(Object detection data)
-- begin --

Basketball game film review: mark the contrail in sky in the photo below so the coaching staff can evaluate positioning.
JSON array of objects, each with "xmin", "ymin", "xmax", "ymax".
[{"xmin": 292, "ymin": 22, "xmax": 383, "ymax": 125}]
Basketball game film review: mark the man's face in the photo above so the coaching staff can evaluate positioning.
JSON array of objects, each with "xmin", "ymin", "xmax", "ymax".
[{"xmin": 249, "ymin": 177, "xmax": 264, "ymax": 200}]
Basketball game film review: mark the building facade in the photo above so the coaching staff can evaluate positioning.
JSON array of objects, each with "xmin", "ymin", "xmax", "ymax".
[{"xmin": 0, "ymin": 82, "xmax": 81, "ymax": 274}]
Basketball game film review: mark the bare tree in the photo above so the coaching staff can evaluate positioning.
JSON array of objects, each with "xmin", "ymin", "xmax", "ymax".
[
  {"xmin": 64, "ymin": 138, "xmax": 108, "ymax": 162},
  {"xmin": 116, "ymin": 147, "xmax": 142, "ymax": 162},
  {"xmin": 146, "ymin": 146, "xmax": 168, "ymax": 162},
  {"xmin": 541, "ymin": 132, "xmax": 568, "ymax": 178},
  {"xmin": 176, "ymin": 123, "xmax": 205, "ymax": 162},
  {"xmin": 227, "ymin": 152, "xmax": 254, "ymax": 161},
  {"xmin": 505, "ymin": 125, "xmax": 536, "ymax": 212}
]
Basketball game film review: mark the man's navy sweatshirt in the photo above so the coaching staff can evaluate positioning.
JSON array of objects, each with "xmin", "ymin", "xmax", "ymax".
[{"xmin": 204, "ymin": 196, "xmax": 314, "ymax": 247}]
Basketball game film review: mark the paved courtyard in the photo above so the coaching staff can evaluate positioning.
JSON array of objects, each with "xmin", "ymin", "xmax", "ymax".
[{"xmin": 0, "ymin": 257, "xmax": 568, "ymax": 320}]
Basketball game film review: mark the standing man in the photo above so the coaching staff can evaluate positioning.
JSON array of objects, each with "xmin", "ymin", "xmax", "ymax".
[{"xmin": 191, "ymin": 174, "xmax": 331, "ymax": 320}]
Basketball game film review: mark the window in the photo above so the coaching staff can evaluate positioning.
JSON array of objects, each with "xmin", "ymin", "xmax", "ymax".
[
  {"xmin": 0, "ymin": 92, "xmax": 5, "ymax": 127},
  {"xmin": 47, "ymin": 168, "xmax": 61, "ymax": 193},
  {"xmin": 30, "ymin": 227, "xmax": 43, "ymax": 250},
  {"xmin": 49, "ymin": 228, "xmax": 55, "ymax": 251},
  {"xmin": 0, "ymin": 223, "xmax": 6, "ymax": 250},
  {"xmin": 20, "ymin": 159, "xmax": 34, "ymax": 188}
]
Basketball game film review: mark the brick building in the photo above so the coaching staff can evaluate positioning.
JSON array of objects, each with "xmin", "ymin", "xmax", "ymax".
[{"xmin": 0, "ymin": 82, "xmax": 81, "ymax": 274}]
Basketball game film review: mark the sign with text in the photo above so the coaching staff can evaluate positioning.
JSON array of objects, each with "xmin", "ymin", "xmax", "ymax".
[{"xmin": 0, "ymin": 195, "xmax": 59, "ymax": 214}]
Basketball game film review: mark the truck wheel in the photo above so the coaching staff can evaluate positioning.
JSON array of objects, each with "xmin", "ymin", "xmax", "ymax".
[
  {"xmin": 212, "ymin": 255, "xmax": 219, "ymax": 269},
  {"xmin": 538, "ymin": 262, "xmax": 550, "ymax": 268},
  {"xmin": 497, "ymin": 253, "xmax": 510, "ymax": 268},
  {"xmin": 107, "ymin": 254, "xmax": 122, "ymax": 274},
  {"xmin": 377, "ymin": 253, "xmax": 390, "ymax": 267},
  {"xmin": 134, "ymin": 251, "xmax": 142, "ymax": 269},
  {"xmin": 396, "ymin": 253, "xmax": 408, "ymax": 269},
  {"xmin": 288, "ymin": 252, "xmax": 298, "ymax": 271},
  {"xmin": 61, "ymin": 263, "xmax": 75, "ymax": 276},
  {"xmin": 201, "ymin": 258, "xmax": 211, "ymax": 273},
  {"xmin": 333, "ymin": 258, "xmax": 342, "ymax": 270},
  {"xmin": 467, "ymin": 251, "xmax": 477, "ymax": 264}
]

-- end --

Problem requirements -
Output the listing, from the line containing "Basketball game film review: mark the brick" through its final line, as a Markdown table with columns titled Row and Line, numbering each row and leaving out any blank lines.

The reply -
| Row | Line |
|---|---|
| 1 | Basketball game film review: mark the brick building in the photo above so the coaching staff can evaluate positioning. |
| 2 | JSON array of objects, each with "xmin", "ymin", "xmax", "ymax". |
| 3 | [{"xmin": 0, "ymin": 82, "xmax": 81, "ymax": 274}] |
| 4 | Basketball game film review: mark the sign with text in the photo above so the coaching staff can evaluate positioning. |
| 5 | JSON array of objects, each with "xmin", "ymin", "xmax", "ymax". |
| 6 | [{"xmin": 0, "ymin": 195, "xmax": 59, "ymax": 214}] |
| 7 | Basketball game film review: mark the truck wheel in the photo above so the coaching staff can evaluate positioning. |
| 8 | JSON array of objects, each with "xmin", "ymin", "xmax", "ymax". |
| 9 | [ |
| 10 |   {"xmin": 212, "ymin": 255, "xmax": 219, "ymax": 269}, |
| 11 |   {"xmin": 538, "ymin": 262, "xmax": 550, "ymax": 268}, |
| 12 |   {"xmin": 497, "ymin": 253, "xmax": 510, "ymax": 268}, |
| 13 |   {"xmin": 107, "ymin": 254, "xmax": 122, "ymax": 274}, |
| 14 |   {"xmin": 377, "ymin": 253, "xmax": 390, "ymax": 267}, |
| 15 |   {"xmin": 134, "ymin": 251, "xmax": 142, "ymax": 269}, |
| 16 |   {"xmin": 396, "ymin": 253, "xmax": 408, "ymax": 269}, |
| 17 |   {"xmin": 288, "ymin": 252, "xmax": 298, "ymax": 271}, |
| 18 |   {"xmin": 61, "ymin": 263, "xmax": 75, "ymax": 276}, |
| 19 |   {"xmin": 201, "ymin": 258, "xmax": 211, "ymax": 273}, |
| 20 |   {"xmin": 333, "ymin": 258, "xmax": 342, "ymax": 270}, |
| 21 |   {"xmin": 467, "ymin": 251, "xmax": 477, "ymax": 264} |
| 22 | ] |